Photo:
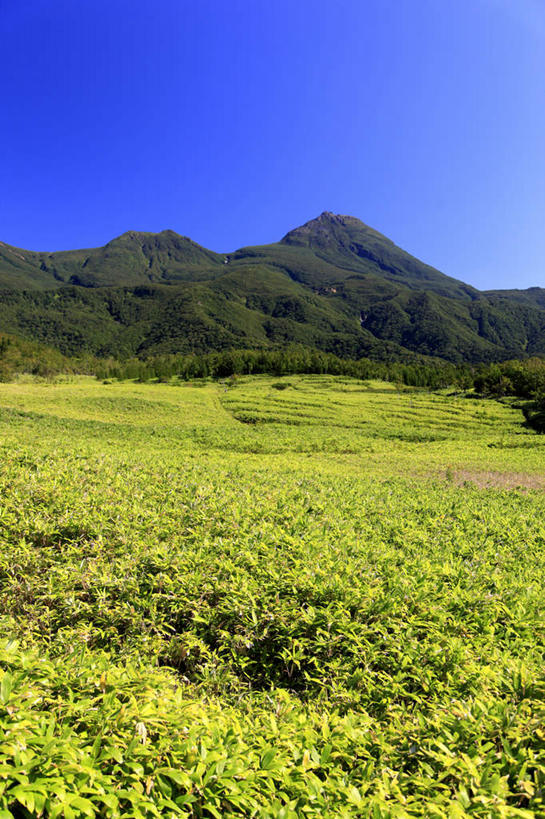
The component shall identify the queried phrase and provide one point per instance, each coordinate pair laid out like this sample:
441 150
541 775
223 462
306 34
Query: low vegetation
269 596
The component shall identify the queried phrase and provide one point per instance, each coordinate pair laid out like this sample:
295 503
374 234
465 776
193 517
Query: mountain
333 283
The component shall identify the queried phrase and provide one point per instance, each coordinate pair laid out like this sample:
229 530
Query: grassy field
269 597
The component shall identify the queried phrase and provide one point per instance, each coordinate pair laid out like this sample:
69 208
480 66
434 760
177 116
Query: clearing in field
269 597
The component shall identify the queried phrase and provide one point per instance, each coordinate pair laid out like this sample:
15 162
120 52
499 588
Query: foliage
229 599
333 284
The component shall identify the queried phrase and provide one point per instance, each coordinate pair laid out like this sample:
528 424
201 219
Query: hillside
333 283
281 597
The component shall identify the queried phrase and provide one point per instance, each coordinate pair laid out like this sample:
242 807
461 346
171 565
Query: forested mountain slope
333 283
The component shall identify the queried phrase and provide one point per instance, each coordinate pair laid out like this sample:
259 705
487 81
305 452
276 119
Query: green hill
333 283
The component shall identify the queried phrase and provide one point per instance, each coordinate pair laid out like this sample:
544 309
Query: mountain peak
330 230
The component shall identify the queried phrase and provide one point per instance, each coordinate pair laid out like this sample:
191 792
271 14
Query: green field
269 597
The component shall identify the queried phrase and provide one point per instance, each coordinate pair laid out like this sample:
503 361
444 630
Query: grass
230 599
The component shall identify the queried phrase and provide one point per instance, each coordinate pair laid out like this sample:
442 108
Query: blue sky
232 121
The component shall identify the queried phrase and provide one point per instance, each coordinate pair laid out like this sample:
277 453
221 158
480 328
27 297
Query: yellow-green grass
269 597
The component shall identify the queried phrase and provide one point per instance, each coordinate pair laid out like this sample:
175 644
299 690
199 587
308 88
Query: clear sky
233 121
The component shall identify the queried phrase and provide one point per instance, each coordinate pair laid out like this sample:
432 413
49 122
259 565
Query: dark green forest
334 285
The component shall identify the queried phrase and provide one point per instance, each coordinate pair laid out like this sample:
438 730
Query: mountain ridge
333 282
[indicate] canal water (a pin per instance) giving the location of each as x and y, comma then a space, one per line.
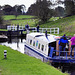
15, 43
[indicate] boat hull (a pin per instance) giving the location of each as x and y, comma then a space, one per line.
31, 52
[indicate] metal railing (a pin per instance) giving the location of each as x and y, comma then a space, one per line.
49, 30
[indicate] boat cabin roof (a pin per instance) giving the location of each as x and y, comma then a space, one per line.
42, 37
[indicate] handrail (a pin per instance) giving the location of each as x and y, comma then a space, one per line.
49, 30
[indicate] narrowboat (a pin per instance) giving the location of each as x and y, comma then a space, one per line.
3, 38
45, 47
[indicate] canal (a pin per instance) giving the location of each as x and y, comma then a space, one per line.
15, 43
======
* Task brief:
Please reproduce each line of the listing above exactly, skipping pictures.

* Response below:
Photo:
The component shall identify the queried phrase and provide one point per instance, each coordinate pair laid out like this sample:
441 150
541 775
223 462
306 34
Query: low vegetation
269 596
The component shall identify the queried phrase and provide one point per instance, each coordinate pair laid out like this sample:
295 503
374 234
465 776
193 517
Query: mountain
333 283
The component shall identify the queried phrase and provide one point per instance, each coordinate pair laid out like this sample:
229 530
Query: grassy field
269 597
The component shall identify the queried phrase and provide one point per instance, each coordinate pair laid out like this sample:
69 208
480 66
434 760
177 116
Query: clearing in field
269 597
The component shall identify the queried phrase and provide one point per instance, each coordinate pair laid out like this sample:
15 162
120 52
499 588
Query: foliage
229 599
333 284
The component shall identify the queried phrase and provide one point per instance, each coordinate pair laid out like this sample:
528 424
201 219
Query: hillside
333 283
281 597
The component shall identify the queried phrase and provide one point per instance, each coordinate pair laid out like this sample:
242 807
461 346
171 565
Query: forested mountain slope
333 283
The component shall identify the queried phrase and provide one point per instance, each coordinate pair laid out like this sample:
259 705
487 81
305 452
276 119
Query: green hill
333 283
The component shall identify the queried phrase and provide one point per instance, each coordinate pair laid out like this sample:
544 309
Query: mountain peak
330 230
The component shall identify the queried phrase and provide one point per instance, each coordinate pair laid out like this sample:
191 792
271 14
Query: green field
269 597
The component shall identify the queried phrase and provide one point per instance, each coordinate pair laid out like this sample:
503 361
444 630
Query: grass
230 599
The component shall identify the queried phrase and provide one point per instance, each coordinate pair laid out like this sample:
442 108
Query: blue sky
232 121
The component shall identify the queried phrase and provide one point per instance, each coordinate pair laid out like this sample:
277 453
221 158
480 328
27 297
Query: yellow-green grass
269 597
The component shall identify the queried phrase and provide one point per instance, each coordinate pair laid out like this sample:
175 644
299 690
199 587
308 88
Query: clear sky
233 121
The component shall identify the queried phrase and provide one point per instance, each coordinate pair laid out like this sample:
432 413
49 122
259 565
Query: dark green forest
334 285
The component shall identify the queried phrase and provide one point per instance, each coordinate pair laid out like this sample:
438 730
Query: mountain ridge
333 282
[indicate] canal water (a pin per instance) giving the location of each as x and y, comma then a space, one per line.
15, 43
[indicate] boat hull (a pin per instance) giving the location of each as x and y, comma then a space, one per line.
31, 52
[indicate] metal railing (a pin per instance) giving the location of each as x and y, comma then a space, one per line.
49, 30
[indicate] boat cabin roof (a pin per instance) giving the location of each as x and y, comma then a space, one per line.
42, 37
[indicate] handrail (a pin per instance) giving the location of each as x and y, comma then a space, one per line.
49, 30
[indicate] narrowboat (a pin per instance) giving the location of each as x and y, comma then a space, one per line.
3, 38
45, 47
[indicate] canal (a pin per instance) giving the location of each as x and y, comma then a space, one per line.
15, 43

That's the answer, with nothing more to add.